## [STUDY TEXT]
• • • • •

Probability Integral Transform & Quantile Function Theorem

Introduction

In this brief blog post we present simple proofs for two very important theorems: the probability integral transformation and the quantile function theorem. Both theorems are rather important in statistics, computational math, machine learning and beyond.

We shed light on the background of these two well-known theorems. In particular, we investigate the “why-it-works” question. To this end, we take a closer look into the difference between continuous and discrete distributions. We furthermore demonstrate why the Probability Integral Transformation Theorem in general does not work for discrete distribution. In addition, we also illustrate under what circumstances a discrete distribution at least converges towards the assertion of the Probability Integral Transform Theorem. To this end, we provide heuristics and illustrations.

Let us first state the actual theorems in the next section. Afterwards, we are going to illustrate both and finally we will also prove them. The proofs provided in this blog post are based on results of Angus [1.].

Theorems

Let X be a real-valued random variable defined on a probability space (\Omega, \mathcal{A}, \mathbb{P}). Let F: \mathbb{R} \rightarrow [0,1] be defined by x \mapsto F(x):= \mathbb{P}(\{\omega: \ X(\omega)\leq x\}) with x\in \mathbb{R} be the distribution function of X.

Theorem I (Probability Integral Transformation):
If X has distribution function F which is continuous, then the r.v. Y:=F(X) has the distribution function of \text{Uniform}(0,1).

\square

The second theorem that we are going to prove is as follows.

Theorem II (Quantile Function):
Let F be a distribution function F. If F^{-1}: \ ]0,1[ \rightarrow \mathbb{R} is defined by F^{-1}(y)=\inf\{ x| F(x)\geq y \}, 0<y<1 and U has the distribution of \text{Uniform}(0,1), then X=F^{-1}(U) has distribution function F.

• • • • •

## [PROVIDED MATERIAL]

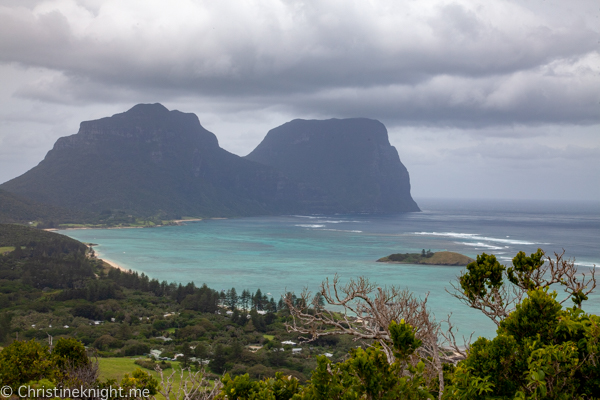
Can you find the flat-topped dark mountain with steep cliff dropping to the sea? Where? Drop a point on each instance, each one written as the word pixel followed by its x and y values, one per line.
pixel 345 165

• • • • •

## [WORK INSTRUCTION]
In the post on the probability integral transform and quantile function theorem, whose results are the proofs based on?

## [EXERCISE RESPONSE]
Angus